§ Your assignment
In these records, how many lines contain "instance"? Please reply with the number only.

**** Exercise data

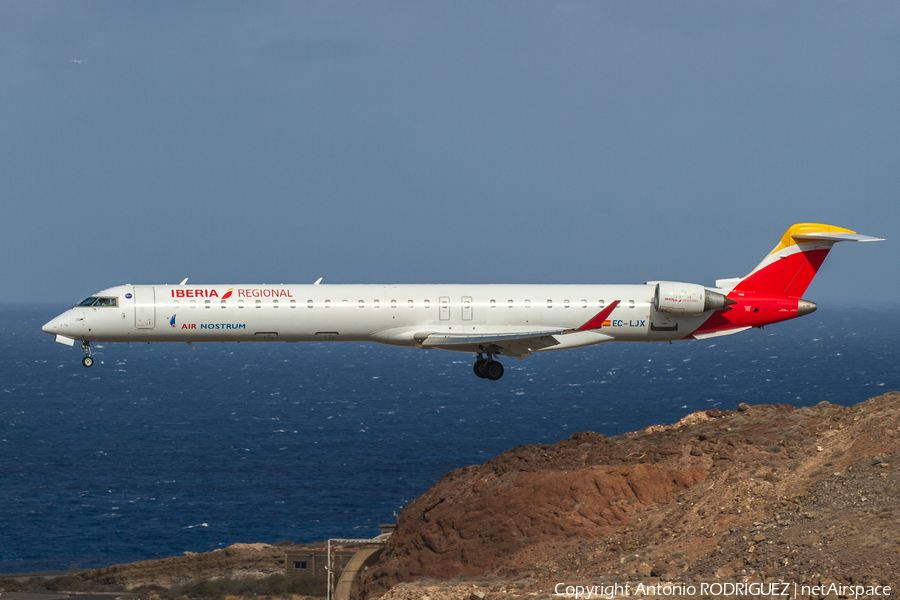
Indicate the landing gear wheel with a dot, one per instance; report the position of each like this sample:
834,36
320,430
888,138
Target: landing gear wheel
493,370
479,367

********
**** Exercise data

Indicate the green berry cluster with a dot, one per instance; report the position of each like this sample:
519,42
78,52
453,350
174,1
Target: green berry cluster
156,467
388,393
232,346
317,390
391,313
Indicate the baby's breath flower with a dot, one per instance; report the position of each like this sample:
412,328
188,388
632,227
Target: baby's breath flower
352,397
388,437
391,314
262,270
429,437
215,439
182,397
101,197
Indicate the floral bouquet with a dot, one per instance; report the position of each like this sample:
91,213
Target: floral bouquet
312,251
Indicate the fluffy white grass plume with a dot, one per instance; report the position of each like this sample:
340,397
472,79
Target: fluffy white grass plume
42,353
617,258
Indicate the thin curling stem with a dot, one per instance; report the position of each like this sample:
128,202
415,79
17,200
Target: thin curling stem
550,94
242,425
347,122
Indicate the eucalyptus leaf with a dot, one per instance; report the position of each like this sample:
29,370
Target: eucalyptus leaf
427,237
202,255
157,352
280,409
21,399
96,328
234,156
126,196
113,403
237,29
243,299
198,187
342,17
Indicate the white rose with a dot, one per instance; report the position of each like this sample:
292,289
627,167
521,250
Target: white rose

********

§ Response box
8